» **EXERCISE OBJECTIVE**
Across the records below, how many lines contain the string "branch"? Give the number by itself.

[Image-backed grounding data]
# # #

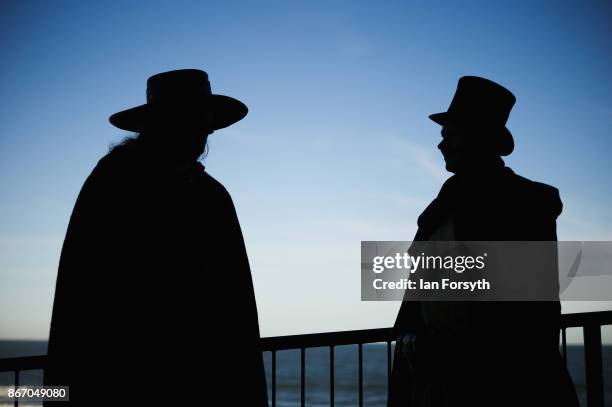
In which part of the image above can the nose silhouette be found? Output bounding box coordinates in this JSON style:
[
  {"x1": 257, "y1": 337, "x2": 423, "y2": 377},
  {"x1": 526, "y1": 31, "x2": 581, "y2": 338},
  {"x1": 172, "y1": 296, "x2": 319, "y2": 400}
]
[{"x1": 438, "y1": 138, "x2": 449, "y2": 157}]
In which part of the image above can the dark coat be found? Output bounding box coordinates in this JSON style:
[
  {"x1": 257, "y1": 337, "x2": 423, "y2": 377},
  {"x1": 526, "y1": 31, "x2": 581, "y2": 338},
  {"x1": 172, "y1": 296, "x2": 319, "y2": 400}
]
[
  {"x1": 44, "y1": 140, "x2": 268, "y2": 405},
  {"x1": 388, "y1": 165, "x2": 578, "y2": 407}
]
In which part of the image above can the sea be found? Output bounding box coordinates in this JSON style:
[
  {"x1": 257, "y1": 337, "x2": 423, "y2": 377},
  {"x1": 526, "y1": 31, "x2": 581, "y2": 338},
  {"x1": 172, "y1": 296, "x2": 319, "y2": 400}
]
[{"x1": 1, "y1": 341, "x2": 611, "y2": 406}]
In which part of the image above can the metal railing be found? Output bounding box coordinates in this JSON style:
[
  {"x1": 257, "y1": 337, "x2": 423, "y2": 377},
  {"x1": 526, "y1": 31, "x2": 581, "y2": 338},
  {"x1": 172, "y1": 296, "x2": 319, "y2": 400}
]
[
  {"x1": 559, "y1": 311, "x2": 612, "y2": 407},
  {"x1": 1, "y1": 311, "x2": 611, "y2": 407},
  {"x1": 260, "y1": 327, "x2": 393, "y2": 407},
  {"x1": 261, "y1": 310, "x2": 612, "y2": 407}
]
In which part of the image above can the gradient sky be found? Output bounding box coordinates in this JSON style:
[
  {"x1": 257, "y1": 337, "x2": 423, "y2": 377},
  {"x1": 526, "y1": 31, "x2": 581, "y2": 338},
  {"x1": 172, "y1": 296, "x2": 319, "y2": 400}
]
[{"x1": 1, "y1": 1, "x2": 611, "y2": 343}]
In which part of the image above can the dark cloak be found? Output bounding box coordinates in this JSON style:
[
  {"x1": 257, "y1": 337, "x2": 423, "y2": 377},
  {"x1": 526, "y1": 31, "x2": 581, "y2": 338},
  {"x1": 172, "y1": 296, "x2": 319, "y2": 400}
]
[
  {"x1": 44, "y1": 139, "x2": 268, "y2": 405},
  {"x1": 388, "y1": 164, "x2": 579, "y2": 407}
]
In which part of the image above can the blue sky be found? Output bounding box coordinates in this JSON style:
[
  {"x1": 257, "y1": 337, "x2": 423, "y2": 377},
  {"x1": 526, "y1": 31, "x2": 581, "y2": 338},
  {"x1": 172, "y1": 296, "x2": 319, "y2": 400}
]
[{"x1": 1, "y1": 1, "x2": 611, "y2": 343}]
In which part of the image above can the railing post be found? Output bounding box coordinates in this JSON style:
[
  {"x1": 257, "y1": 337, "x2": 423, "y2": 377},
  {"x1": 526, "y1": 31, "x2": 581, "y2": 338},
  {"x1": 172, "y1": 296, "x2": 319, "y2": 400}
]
[
  {"x1": 300, "y1": 347, "x2": 305, "y2": 407},
  {"x1": 358, "y1": 343, "x2": 363, "y2": 407},
  {"x1": 14, "y1": 369, "x2": 19, "y2": 407},
  {"x1": 387, "y1": 340, "x2": 392, "y2": 383},
  {"x1": 271, "y1": 350, "x2": 276, "y2": 407},
  {"x1": 561, "y1": 328, "x2": 567, "y2": 366},
  {"x1": 583, "y1": 324, "x2": 604, "y2": 407},
  {"x1": 330, "y1": 346, "x2": 334, "y2": 407}
]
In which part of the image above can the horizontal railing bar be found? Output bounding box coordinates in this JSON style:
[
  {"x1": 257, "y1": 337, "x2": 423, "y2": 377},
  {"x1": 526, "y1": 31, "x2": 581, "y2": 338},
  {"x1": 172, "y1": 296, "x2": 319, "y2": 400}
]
[
  {"x1": 261, "y1": 311, "x2": 612, "y2": 351},
  {"x1": 260, "y1": 328, "x2": 393, "y2": 351},
  {"x1": 0, "y1": 356, "x2": 47, "y2": 372},
  {"x1": 560, "y1": 310, "x2": 612, "y2": 328}
]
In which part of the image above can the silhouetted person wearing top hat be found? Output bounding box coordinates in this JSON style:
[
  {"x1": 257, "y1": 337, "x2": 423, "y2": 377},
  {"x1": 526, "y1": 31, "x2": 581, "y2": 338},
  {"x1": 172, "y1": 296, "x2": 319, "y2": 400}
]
[
  {"x1": 387, "y1": 77, "x2": 579, "y2": 407},
  {"x1": 45, "y1": 69, "x2": 268, "y2": 405}
]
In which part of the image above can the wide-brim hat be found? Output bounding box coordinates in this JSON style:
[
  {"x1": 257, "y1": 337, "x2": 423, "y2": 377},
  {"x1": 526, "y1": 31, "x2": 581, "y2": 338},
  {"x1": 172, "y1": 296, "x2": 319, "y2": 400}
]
[
  {"x1": 429, "y1": 76, "x2": 516, "y2": 156},
  {"x1": 109, "y1": 69, "x2": 247, "y2": 132}
]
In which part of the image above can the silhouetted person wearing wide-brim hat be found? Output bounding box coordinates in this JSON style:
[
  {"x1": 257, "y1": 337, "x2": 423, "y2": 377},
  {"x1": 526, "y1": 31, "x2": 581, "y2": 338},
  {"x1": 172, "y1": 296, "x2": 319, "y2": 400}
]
[
  {"x1": 45, "y1": 69, "x2": 268, "y2": 405},
  {"x1": 388, "y1": 76, "x2": 579, "y2": 407}
]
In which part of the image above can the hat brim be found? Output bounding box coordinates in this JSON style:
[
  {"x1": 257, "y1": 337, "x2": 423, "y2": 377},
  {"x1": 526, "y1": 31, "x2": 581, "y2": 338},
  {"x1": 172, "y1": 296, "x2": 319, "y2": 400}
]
[
  {"x1": 428, "y1": 111, "x2": 514, "y2": 156},
  {"x1": 109, "y1": 94, "x2": 248, "y2": 133}
]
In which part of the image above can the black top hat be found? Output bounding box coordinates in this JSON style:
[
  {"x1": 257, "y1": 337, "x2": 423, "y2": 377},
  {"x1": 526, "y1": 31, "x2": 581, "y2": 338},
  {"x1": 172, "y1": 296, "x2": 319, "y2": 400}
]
[
  {"x1": 109, "y1": 69, "x2": 247, "y2": 132},
  {"x1": 429, "y1": 76, "x2": 516, "y2": 156}
]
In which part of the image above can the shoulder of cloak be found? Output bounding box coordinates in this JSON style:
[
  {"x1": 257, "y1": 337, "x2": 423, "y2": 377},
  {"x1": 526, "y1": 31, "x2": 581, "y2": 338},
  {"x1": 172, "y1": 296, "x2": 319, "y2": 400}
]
[
  {"x1": 196, "y1": 170, "x2": 236, "y2": 207},
  {"x1": 499, "y1": 169, "x2": 563, "y2": 225},
  {"x1": 70, "y1": 146, "x2": 149, "y2": 219},
  {"x1": 415, "y1": 169, "x2": 562, "y2": 239},
  {"x1": 505, "y1": 171, "x2": 563, "y2": 220}
]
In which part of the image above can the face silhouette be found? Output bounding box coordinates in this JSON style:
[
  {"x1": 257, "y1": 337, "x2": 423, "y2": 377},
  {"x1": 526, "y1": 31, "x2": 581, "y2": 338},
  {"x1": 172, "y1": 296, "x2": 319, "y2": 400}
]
[
  {"x1": 438, "y1": 124, "x2": 471, "y2": 173},
  {"x1": 147, "y1": 107, "x2": 214, "y2": 163},
  {"x1": 438, "y1": 124, "x2": 500, "y2": 173}
]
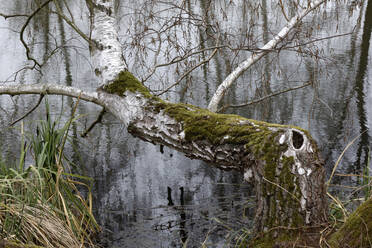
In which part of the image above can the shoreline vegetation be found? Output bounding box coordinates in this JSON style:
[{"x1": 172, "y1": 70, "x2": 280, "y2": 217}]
[{"x1": 0, "y1": 103, "x2": 99, "y2": 248}]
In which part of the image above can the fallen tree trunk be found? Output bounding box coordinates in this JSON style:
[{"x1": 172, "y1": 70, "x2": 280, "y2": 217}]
[{"x1": 0, "y1": 71, "x2": 328, "y2": 245}]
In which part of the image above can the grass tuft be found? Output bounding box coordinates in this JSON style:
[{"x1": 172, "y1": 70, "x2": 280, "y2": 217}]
[{"x1": 0, "y1": 101, "x2": 99, "y2": 247}]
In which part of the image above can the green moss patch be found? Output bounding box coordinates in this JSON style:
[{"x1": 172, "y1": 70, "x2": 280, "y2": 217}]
[
  {"x1": 103, "y1": 71, "x2": 152, "y2": 98},
  {"x1": 117, "y1": 71, "x2": 317, "y2": 244},
  {"x1": 328, "y1": 197, "x2": 372, "y2": 248},
  {"x1": 152, "y1": 101, "x2": 294, "y2": 147}
]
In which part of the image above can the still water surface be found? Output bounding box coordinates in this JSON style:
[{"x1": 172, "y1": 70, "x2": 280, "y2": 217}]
[{"x1": 0, "y1": 0, "x2": 371, "y2": 247}]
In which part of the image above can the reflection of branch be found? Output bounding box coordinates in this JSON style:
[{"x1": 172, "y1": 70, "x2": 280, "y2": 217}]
[
  {"x1": 156, "y1": 47, "x2": 218, "y2": 96},
  {"x1": 218, "y1": 81, "x2": 312, "y2": 112},
  {"x1": 81, "y1": 108, "x2": 106, "y2": 137},
  {"x1": 142, "y1": 45, "x2": 226, "y2": 83},
  {"x1": 20, "y1": 0, "x2": 53, "y2": 68},
  {"x1": 10, "y1": 94, "x2": 44, "y2": 126},
  {"x1": 0, "y1": 13, "x2": 28, "y2": 19},
  {"x1": 0, "y1": 104, "x2": 11, "y2": 117}
]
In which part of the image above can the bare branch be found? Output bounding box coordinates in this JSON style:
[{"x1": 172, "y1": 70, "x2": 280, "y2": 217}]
[
  {"x1": 53, "y1": 0, "x2": 92, "y2": 45},
  {"x1": 0, "y1": 83, "x2": 99, "y2": 104},
  {"x1": 10, "y1": 94, "x2": 44, "y2": 126},
  {"x1": 156, "y1": 47, "x2": 218, "y2": 96},
  {"x1": 0, "y1": 13, "x2": 29, "y2": 19},
  {"x1": 81, "y1": 108, "x2": 106, "y2": 137},
  {"x1": 142, "y1": 45, "x2": 227, "y2": 83},
  {"x1": 278, "y1": 0, "x2": 290, "y2": 22},
  {"x1": 218, "y1": 81, "x2": 312, "y2": 112},
  {"x1": 207, "y1": 0, "x2": 327, "y2": 112},
  {"x1": 282, "y1": 32, "x2": 353, "y2": 50}
]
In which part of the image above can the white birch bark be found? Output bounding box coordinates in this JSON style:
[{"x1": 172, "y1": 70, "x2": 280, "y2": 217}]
[
  {"x1": 88, "y1": 0, "x2": 126, "y2": 87},
  {"x1": 207, "y1": 0, "x2": 326, "y2": 112}
]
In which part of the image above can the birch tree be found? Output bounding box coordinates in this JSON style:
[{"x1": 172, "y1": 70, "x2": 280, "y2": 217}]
[{"x1": 0, "y1": 0, "x2": 370, "y2": 246}]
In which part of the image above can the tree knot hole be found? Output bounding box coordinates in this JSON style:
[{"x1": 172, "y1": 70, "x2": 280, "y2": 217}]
[{"x1": 292, "y1": 130, "x2": 304, "y2": 149}]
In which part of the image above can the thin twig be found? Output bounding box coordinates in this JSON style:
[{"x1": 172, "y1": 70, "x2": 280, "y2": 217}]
[
  {"x1": 10, "y1": 94, "x2": 44, "y2": 126},
  {"x1": 278, "y1": 0, "x2": 290, "y2": 21},
  {"x1": 156, "y1": 47, "x2": 218, "y2": 96},
  {"x1": 262, "y1": 177, "x2": 300, "y2": 203},
  {"x1": 282, "y1": 32, "x2": 353, "y2": 50},
  {"x1": 0, "y1": 13, "x2": 29, "y2": 19},
  {"x1": 326, "y1": 131, "x2": 366, "y2": 190},
  {"x1": 52, "y1": 0, "x2": 92, "y2": 45},
  {"x1": 142, "y1": 45, "x2": 226, "y2": 83},
  {"x1": 81, "y1": 108, "x2": 106, "y2": 137},
  {"x1": 218, "y1": 81, "x2": 312, "y2": 112}
]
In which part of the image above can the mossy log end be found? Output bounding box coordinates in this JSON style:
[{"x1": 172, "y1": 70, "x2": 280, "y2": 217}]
[
  {"x1": 328, "y1": 197, "x2": 372, "y2": 248},
  {"x1": 100, "y1": 71, "x2": 329, "y2": 240}
]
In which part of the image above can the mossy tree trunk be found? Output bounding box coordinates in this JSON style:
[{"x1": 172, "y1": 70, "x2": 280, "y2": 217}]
[
  {"x1": 328, "y1": 197, "x2": 372, "y2": 248},
  {"x1": 106, "y1": 72, "x2": 329, "y2": 244}
]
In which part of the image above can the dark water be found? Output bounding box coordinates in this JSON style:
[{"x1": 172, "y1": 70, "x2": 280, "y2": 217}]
[{"x1": 0, "y1": 0, "x2": 371, "y2": 247}]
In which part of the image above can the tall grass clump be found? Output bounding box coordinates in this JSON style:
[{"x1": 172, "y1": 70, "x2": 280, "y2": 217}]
[{"x1": 0, "y1": 101, "x2": 99, "y2": 247}]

# # #

» **YOUR RESPONSE**
2